Return the lines below verbatim, omitting the pictures.

>> start

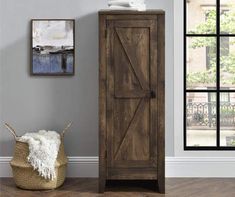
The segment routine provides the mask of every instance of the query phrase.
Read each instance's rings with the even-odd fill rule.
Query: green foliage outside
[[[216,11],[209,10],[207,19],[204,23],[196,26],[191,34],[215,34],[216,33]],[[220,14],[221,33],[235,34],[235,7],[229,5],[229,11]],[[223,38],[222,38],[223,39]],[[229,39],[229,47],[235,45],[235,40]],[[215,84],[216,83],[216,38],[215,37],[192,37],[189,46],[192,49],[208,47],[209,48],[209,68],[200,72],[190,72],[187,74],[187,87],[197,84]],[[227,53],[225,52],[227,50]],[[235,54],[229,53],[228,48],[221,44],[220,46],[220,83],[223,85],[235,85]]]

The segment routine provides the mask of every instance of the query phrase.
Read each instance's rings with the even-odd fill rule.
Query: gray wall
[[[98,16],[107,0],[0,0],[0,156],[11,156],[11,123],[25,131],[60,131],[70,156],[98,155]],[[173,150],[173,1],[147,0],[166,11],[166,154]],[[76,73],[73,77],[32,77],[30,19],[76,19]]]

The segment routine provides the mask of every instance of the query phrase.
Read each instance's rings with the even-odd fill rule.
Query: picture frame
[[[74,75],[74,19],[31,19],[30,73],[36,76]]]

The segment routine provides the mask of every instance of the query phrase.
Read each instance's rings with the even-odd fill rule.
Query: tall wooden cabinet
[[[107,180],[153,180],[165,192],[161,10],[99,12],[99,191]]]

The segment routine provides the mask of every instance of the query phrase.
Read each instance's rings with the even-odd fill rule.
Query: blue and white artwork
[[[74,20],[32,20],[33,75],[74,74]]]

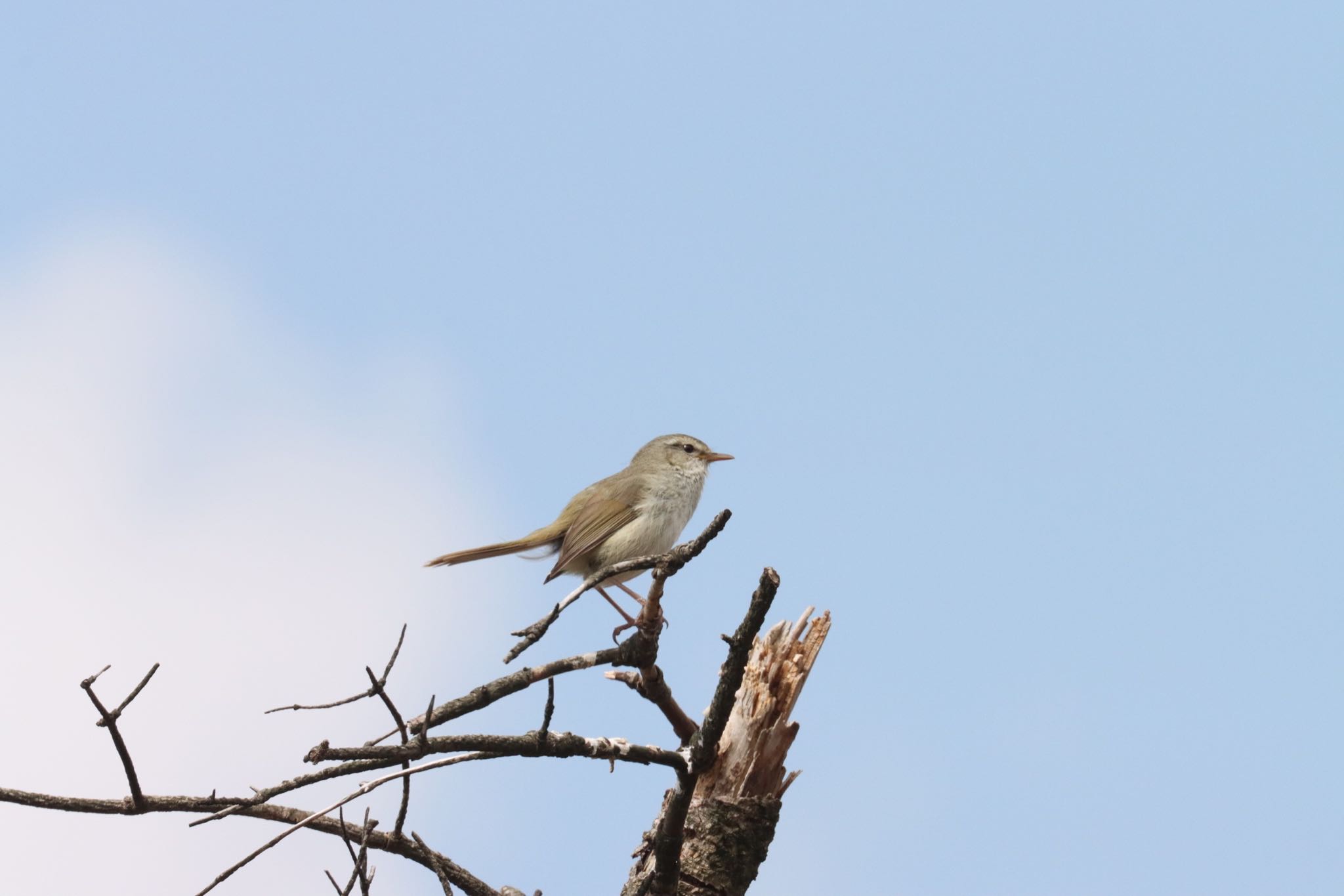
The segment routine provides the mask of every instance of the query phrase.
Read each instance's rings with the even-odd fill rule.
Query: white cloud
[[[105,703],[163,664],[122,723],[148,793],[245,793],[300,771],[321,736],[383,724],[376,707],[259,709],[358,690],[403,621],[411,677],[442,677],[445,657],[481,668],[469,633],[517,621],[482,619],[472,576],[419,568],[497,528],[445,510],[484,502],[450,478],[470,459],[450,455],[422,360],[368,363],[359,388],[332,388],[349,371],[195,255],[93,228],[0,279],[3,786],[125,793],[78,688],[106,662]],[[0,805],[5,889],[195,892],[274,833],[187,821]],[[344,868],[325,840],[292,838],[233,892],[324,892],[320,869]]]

>> end

Answer for the task =
The segment routine provides the mask of every instance of the query phrase.
Read each instance's rings with the even-odd fill rule.
Query: green foliage outside
[[[216,11],[209,10],[207,19],[204,23],[196,26],[191,34],[215,34],[216,33]],[[220,14],[221,33],[235,34],[235,7],[229,5],[229,11]],[[223,38],[222,38],[223,39]],[[229,39],[229,47],[235,45],[235,40]],[[215,84],[216,83],[216,38],[215,37],[192,37],[189,46],[192,49],[208,47],[209,48],[209,68],[200,72],[190,72],[187,74],[187,87],[197,84]],[[227,53],[225,52],[227,50]],[[235,54],[229,53],[228,48],[221,44],[220,46],[220,83],[223,85],[235,85]]]

The segment routine provides the mask of every instance of the query phrase.
Read each instance's rings with the even-odd fill rule.
Query: gray wall
[[[98,16],[107,0],[0,0],[0,156],[11,156],[11,123],[25,131],[60,131],[70,156],[98,155]],[[173,150],[173,1],[147,0],[166,11],[166,154]],[[76,73],[73,77],[32,77],[30,19],[76,19]]]

The segment routine provides the mask of every instance of the query phrase.
Read each instance's rings with the even-odd fill rule.
Query: picture frame
[[[74,75],[74,19],[31,19],[30,73],[36,76]]]

The segment routine provides the mask of every instance of the query phrase.
Read each instance's rings with the even-odd fill rule.
Query: tall wooden cabinet
[[[107,180],[153,180],[165,192],[161,10],[99,12],[99,191]]]

The segment routine provides the mask of every instance of the query phrase.
Read each instance's rings with the even-odd fill rule.
Query: blue and white artwork
[[[74,20],[32,20],[33,75],[74,74]]]

The segment routine provides the mask of every instance of the query phrase.
Read each instance's rings with the even-odd fill rule.
Query: white cloud
[[[105,703],[163,664],[122,723],[148,793],[245,793],[300,771],[321,736],[383,724],[376,707],[259,709],[358,690],[403,621],[411,677],[442,677],[445,657],[481,668],[469,633],[517,621],[482,619],[472,576],[419,568],[497,528],[445,510],[484,502],[450,478],[470,459],[450,455],[422,360],[368,363],[359,388],[332,388],[349,371],[195,255],[93,228],[0,279],[3,786],[125,793],[78,688],[106,662]],[[0,805],[5,889],[195,892],[274,833],[187,821]],[[344,868],[325,840],[292,838],[233,892],[324,892],[320,869]]]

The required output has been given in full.